START Data shown
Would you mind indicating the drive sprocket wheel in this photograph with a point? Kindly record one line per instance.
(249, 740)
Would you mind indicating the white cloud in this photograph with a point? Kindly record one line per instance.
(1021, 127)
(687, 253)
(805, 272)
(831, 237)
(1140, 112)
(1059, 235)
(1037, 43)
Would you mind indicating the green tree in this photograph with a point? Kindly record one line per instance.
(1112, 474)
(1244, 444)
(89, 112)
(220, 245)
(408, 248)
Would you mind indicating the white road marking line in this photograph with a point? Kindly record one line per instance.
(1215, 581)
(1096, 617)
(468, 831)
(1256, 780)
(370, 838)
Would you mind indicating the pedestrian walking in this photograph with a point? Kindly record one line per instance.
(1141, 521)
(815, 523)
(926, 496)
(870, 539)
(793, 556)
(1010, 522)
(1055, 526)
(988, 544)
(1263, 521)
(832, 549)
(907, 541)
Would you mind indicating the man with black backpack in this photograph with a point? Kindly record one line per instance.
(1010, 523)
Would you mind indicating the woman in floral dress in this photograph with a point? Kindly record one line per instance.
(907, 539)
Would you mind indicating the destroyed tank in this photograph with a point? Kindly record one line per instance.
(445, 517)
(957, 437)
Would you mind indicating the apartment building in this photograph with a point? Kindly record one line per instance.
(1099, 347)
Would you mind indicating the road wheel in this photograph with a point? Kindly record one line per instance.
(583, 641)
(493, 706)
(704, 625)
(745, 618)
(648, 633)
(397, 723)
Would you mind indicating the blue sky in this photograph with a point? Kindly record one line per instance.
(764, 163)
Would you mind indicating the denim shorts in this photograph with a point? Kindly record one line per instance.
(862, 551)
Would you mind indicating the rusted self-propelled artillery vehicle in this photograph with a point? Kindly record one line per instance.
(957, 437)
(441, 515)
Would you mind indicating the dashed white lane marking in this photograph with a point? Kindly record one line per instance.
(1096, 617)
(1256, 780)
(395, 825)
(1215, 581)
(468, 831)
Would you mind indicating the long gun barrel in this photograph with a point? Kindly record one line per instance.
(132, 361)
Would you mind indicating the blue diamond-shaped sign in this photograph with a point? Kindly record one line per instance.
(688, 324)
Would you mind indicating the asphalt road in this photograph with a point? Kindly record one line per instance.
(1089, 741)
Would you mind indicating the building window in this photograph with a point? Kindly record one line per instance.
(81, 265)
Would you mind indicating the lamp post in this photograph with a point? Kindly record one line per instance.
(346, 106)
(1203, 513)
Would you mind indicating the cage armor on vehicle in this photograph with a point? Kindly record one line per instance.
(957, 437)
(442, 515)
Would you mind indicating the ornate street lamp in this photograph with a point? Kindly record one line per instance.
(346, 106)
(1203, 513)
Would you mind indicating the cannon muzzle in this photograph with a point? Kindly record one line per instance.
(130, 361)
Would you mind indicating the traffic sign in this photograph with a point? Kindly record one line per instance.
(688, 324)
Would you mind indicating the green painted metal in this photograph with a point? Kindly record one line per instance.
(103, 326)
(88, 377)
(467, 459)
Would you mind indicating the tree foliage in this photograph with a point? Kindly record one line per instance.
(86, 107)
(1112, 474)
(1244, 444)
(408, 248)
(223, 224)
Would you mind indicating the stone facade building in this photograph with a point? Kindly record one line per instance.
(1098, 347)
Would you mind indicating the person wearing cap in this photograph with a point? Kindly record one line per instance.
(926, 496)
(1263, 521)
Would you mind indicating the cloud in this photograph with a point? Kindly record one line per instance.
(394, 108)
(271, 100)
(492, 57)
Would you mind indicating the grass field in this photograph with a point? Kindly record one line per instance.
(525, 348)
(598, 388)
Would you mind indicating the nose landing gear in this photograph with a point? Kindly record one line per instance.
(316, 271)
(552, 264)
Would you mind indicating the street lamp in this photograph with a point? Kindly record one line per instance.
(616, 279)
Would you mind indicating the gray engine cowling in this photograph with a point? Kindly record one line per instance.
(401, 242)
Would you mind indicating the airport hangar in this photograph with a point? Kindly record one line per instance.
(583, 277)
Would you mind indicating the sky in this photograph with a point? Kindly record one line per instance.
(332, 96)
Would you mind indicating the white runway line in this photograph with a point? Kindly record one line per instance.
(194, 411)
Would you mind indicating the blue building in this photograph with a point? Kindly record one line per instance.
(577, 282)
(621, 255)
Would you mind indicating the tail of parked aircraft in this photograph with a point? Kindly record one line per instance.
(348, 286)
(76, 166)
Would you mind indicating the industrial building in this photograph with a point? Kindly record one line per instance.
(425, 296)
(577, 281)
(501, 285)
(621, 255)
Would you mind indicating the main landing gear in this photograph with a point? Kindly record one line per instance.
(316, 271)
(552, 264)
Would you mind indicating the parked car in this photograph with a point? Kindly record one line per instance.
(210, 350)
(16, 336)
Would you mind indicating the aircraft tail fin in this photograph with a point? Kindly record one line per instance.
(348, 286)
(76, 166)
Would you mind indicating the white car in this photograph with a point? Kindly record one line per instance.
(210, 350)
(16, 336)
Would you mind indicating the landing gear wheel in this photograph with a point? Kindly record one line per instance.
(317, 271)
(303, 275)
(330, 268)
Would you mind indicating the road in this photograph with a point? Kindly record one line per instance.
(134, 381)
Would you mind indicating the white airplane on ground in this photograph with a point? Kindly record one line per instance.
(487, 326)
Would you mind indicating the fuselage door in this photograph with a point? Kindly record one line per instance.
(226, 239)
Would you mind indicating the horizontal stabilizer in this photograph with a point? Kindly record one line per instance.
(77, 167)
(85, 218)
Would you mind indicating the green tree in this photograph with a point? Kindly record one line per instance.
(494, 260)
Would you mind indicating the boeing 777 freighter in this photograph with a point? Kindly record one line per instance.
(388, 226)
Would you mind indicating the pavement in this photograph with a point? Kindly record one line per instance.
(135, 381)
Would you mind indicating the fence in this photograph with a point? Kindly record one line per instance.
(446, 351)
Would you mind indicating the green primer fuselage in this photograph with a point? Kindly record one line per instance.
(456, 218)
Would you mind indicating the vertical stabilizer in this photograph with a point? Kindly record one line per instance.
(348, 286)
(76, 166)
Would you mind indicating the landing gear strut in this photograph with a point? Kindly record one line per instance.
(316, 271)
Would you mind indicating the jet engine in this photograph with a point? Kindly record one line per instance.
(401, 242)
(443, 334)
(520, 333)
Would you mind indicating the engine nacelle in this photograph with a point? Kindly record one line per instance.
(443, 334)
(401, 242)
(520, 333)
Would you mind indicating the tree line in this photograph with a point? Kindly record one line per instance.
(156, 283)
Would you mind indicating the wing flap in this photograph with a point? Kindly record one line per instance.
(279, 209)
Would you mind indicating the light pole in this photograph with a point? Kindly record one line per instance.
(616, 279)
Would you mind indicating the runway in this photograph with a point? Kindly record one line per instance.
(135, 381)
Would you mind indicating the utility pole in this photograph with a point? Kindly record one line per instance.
END Data shown
**What you are asked to do**.
Print all the data above word for word.

**Answer**.
Would you mind indicating the drive sprocket wheel in this photograph with a point? Kindly record one line per instance.
(249, 740)
Would you mind indicating the white cloud in this photograph with a point? Kindly record one line per instance.
(1021, 127)
(687, 253)
(805, 272)
(831, 237)
(1140, 112)
(1059, 235)
(1037, 43)
Would you mind indicating the green tree in this photograph with a point? Kindly record one line per instance.
(1112, 474)
(1244, 444)
(89, 112)
(220, 245)
(408, 248)
Would you mind indicating the white road marking line in this photograph with a point? Kindly record one line per instance.
(1215, 581)
(1096, 617)
(468, 831)
(1256, 780)
(370, 838)
Would you mind indicating the pedestrian walking in this photograph with a point? Kindly record one line per instance.
(1141, 521)
(815, 523)
(926, 496)
(870, 539)
(793, 556)
(1010, 522)
(1055, 526)
(988, 544)
(1263, 521)
(832, 549)
(907, 541)
Would you mind indicating the man with black backpack in this photograph with a point? Kindly record one line per instance.
(1010, 523)
Would you mind indicating the woman in floral dress in this photograph with a point? Kindly record one line per instance.
(907, 539)
Would you mind indicating the destroyed tank in this photograph with a point? Kindly record one line per instance.
(445, 517)
(957, 437)
Would you mind indicating the apartment building in this photograph with a point? Kindly record one line per instance.
(1099, 347)
Would you mind indicating the road wheel in this photograph with a point? Kindly record one line per instance.
(583, 641)
(493, 706)
(704, 625)
(745, 618)
(648, 633)
(397, 723)
Would you mind indicating the blue sky in this photograph with a point? Kindly record one line per instance.
(764, 163)
Would you mind indicating the denim shorts in this photograph with a point? Kindly record one line per instance.
(862, 551)
Would you mind indicating the rusted self-propelled artillery vehicle in this photograph with a point? Kindly record one line per instance.
(957, 437)
(441, 515)
Would you mind indicating the dashed white lane marking in this photograph with a point? Kindly record one line per instance.
(1096, 617)
(1256, 780)
(395, 825)
(1215, 581)
(468, 831)
Would you mind indicating the long gun barrel in this photograph with a point? Kindly record one line per instance.
(132, 361)
Would you mind indicating the blue diamond-shaped sign in this photograph with a point? Kindly record one line per instance.
(688, 324)
Would you mind indicating the asphalt road in this photograph with a point? Kindly record one line per instance.
(1089, 741)
Would you mind indicating the building window in this photograph with a point? Kindly record one line per instance.
(81, 265)
Would you mind indicating the lamp post in this photograph with a point? Kindly record one line per instance.
(346, 106)
(1203, 513)
Would you mind indicating the cage armor on vehicle in this photograph with a point? Kindly record one line per instance.
(957, 437)
(442, 515)
Would you mind indicating the ornate street lamp in this photograph with a point? Kindly record one line per instance.
(346, 106)
(1203, 513)
Would you mind indicating the cannon muzzle in this photograph with a point? Kindly record one line per instance.
(130, 361)
Would you mind indicating the traffic sign in this photograph with a point? Kindly record one line per instance.
(688, 324)
Would you mind indicating the green painted metal in this photograph with a point? Kindly record one line per instance.
(103, 326)
(88, 377)
(467, 459)
Would you mind indicating the tree foliage in this photograph with a point? Kindly record one line per instance.
(86, 107)
(1112, 474)
(1244, 444)
(408, 248)
(223, 224)
Would you mind indicating the stone facade building in this photograph with a point? Kindly record one line per instance.
(1098, 347)
Would you mind indicating the person wearing cap in this photograph with a point? Kindly record one line per instance.
(926, 496)
(1263, 521)
Would you mind indicating the cloud in this photograph with a point? Kindly record one line per instance.
(394, 108)
(271, 100)
(492, 57)
Would you mind indicating the grass field in this photograph with a point? Kindly record one line per instance.
(525, 348)
(598, 388)
Would you mind indicating the nose landing gear in this photograph with a point? Kindly record one line per instance.
(316, 271)
(552, 264)
Would you mind indicating the street lamp in this photograph with a point? Kindly record one line per instance.
(616, 279)
Would you mind indicating the gray engine cowling in this photograph with a point? Kindly record one line per instance.
(401, 242)
Would you mind indicating the airport hangar in this photograph with a point? Kindly record one line per instance.
(583, 277)
Would you mind indicating the sky in this photograph with a point? Kindly record one line per instance.
(332, 96)
Would you mind indicating the white runway line in this photograph with a point? Kindly record one line per instance.
(194, 411)
Would you mind indicating the blue building in this photograph with a point? Kindly record one line per instance.
(577, 282)
(621, 255)
Would you mind indicating the tail of parked aircraft in this photograph with a point? Kindly record one line per instance.
(348, 286)
(76, 166)
Would you mind indicating the industrial building in this photograph with a point? Kindly record one line per instance.
(425, 296)
(577, 281)
(501, 285)
(621, 255)
Would you mind indicating the main landing gear in this photograph with a point? Kindly record one line per instance.
(316, 271)
(552, 264)
Would you mind indicating the parked car in this photograph with a point? Kindly record one line per instance.
(210, 350)
(16, 336)
Would you mind indicating the aircraft tail fin in this photograph with a point? Kindly record one line per instance.
(348, 286)
(76, 166)
Would you mind indicating the white car in this photograph with a point? Kindly record one line per instance.
(210, 350)
(16, 336)
Would you mind indicating the landing gear wheel in this photograph with a point? Kindly record one line per instance.
(317, 271)
(303, 275)
(330, 268)
Would you mind indicating the road in this photograph with a point? Kindly record one line per instance.
(134, 381)
Would you mind indicating the white airplane on ground in this photograph with a point? Kindly record one line per instance.
(487, 326)
Would you mind indicating the fuselage door in this photograph with a point? Kindly record one line per instance.
(226, 239)
Would you mind indicating the horizontal stabilizer in this photograph with a point? Kindly record one line per instance.
(77, 167)
(85, 218)
Would you mind indicating the green tree in this photograph with a point? Kindly record one line per instance.
(494, 260)
Would you mind indicating the boeing 777 freighter in this photograph with a point? Kindly record one line per instance.
(388, 226)
Would you mind indicating the pavement in this photograph with a point? Kindly record one line per instance.
(135, 381)
Would you mind indicating the fence in this photograph with a point? Kindly record one line per instance.
(446, 351)
Would you mind indicating the green primer fuselage in this photograph with a point? Kindly record one line per instance.
(456, 218)
Would you mind indicating the vertical stabilizer in this photograph with a point? Kindly record one line per instance.
(348, 286)
(76, 166)
Would you mind indicating the landing gear strut in this photograph with a point? Kindly record one line per instance.
(316, 271)
Would you mind indicating the jet engine in this photograph with a point? Kindly record one line per instance.
(401, 242)
(443, 334)
(520, 333)
Would you mind indicating the engine nacelle in this photograph with a point? Kindly record one line per instance.
(443, 334)
(401, 242)
(520, 333)
Would you mind indicating the tree line in this photograph with a point? Kindly record one line per instance.
(156, 283)
Would you mind indicating the wing flap in this photograph with a point? Kindly record one line per instance.
(279, 209)
Would you mind indicating the light pole in this photograph with a point? Kindly record one line per instance.
(616, 279)
Would you mind indicating the runway in this photograph with a point? Kindly record one line per instance.
(135, 381)
Would you mind indicating the utility pole in this photograph with a point? Kindly record one line per instance.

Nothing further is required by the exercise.